● Task to complete:
Your task is to transcribe the entries below exactly, beginning with the line containing "face, that would be wonderful." and ending with the final line, and to add nothing else.

========

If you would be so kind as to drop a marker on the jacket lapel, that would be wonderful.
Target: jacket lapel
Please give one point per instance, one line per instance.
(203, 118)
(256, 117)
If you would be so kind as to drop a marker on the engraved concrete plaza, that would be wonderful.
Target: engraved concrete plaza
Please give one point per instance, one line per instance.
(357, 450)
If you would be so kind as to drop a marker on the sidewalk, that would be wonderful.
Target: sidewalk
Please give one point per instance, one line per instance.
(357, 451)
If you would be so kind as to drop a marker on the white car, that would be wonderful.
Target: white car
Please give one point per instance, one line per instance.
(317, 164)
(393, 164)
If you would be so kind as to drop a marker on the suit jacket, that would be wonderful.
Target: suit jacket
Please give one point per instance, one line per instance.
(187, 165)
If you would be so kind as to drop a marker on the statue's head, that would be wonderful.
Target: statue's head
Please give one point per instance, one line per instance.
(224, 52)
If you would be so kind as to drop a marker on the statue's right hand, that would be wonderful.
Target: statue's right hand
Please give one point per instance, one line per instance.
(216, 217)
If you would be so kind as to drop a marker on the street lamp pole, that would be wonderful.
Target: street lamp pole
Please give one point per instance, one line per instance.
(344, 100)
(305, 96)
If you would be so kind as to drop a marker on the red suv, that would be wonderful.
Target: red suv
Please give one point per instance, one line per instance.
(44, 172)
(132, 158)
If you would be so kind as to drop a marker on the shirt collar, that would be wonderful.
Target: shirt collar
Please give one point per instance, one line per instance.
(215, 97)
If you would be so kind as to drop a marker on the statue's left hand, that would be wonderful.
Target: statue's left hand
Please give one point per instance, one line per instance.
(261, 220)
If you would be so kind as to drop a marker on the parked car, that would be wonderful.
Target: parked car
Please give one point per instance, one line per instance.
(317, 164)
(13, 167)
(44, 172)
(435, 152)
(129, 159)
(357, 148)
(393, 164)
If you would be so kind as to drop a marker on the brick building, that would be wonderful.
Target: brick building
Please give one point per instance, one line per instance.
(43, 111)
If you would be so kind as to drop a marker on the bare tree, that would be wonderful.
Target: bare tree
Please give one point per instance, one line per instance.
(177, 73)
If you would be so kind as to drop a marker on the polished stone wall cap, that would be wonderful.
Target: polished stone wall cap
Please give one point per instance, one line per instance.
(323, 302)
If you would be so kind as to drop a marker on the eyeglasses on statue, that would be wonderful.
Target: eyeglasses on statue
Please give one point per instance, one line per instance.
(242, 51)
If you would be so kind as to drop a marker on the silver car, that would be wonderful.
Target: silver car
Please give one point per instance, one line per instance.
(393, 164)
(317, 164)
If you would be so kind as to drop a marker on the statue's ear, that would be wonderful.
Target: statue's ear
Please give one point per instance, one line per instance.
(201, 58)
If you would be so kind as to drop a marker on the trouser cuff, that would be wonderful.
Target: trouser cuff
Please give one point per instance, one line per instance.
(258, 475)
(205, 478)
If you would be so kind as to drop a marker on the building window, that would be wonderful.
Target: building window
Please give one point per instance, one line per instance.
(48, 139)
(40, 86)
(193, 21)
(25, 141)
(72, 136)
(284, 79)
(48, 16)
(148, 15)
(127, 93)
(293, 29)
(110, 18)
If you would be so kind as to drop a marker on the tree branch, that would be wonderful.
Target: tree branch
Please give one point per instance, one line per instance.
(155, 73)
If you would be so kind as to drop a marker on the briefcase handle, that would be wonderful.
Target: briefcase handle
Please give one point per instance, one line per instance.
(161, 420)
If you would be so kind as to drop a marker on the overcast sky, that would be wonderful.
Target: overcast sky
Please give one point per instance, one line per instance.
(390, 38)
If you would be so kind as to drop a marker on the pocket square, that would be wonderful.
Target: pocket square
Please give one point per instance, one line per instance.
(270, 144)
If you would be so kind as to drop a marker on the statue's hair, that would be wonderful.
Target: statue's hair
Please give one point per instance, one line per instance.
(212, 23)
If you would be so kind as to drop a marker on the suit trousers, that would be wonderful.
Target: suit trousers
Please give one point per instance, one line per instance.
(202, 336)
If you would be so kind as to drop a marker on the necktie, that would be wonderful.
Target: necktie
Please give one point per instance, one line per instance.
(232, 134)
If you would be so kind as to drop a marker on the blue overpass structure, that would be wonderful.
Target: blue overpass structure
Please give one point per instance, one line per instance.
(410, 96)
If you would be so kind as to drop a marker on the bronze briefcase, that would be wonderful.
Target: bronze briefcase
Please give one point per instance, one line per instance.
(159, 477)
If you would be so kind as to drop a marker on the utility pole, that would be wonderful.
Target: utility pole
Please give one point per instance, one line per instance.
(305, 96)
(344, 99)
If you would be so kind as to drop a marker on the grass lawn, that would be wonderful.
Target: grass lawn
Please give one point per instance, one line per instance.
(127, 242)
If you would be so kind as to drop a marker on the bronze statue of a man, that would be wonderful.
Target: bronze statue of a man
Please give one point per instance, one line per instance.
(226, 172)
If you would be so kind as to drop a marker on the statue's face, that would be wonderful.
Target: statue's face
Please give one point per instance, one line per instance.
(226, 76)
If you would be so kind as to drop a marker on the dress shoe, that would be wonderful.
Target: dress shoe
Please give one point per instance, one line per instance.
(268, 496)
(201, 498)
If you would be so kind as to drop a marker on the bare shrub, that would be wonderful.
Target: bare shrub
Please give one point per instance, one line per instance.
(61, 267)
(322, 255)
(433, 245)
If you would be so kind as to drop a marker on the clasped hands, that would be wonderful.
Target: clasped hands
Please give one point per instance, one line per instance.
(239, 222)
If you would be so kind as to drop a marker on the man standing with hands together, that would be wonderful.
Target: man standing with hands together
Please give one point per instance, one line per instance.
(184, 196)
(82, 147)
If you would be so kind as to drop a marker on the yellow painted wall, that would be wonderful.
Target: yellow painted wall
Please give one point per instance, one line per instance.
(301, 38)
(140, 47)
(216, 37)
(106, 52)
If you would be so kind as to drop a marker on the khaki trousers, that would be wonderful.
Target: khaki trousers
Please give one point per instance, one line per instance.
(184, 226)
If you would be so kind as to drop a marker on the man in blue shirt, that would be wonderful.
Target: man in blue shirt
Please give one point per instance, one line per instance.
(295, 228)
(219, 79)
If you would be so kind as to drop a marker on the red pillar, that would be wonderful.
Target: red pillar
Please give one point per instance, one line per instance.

========

● Answer below:
If you would be so kind as to drop a marker on the statue's face, that would be wonderful.
Target: statue's face
Please give one point per instance, one line per instance.
(226, 76)
If you would be so kind as to drop a marker on the dress shoe, that would be wonderful.
Target: dress shoe
Please give one point per instance, one line per instance.
(268, 496)
(201, 498)
If you would be so kind as to drop a marker on the bare shrub, that would be wonderful.
Target: bare shrub
Please give one point per instance, one line per instance.
(61, 267)
(322, 255)
(433, 245)
If you would be so kind as to drop a marker on the clasped hands, that would be wonderful.
Target: clasped hands
Please give one point per instance, one line per instance.
(239, 222)
If you would be so kind as to drop a marker on the man standing with hands together, that would be wonderful.
Target: man standing with hands together
Please give one point per instance, one line per instance.
(184, 196)
(82, 147)
If you would be so kind as to drop a marker on the yellow painted wall, that would be wonderful.
Target: yellow painted wall
Please give one point per instance, one line per instance.
(301, 38)
(140, 47)
(216, 37)
(106, 52)
If you would be so kind as to drop a marker on the khaki trousers, that would be wonderful.
Target: khaki trousers
Please give one point per instance, one line per instance.
(184, 226)
If you would be so kind as to drop a marker on the man in blue shirt, that would be wonderful.
Target: man in blue shirt
Please give one point per instance, one line per instance.
(295, 228)
(219, 79)
If you would be so kind as to drop a marker on the red pillar, that would be wonderful.
Target: red pillar
Please give one point per instance, one line per instance.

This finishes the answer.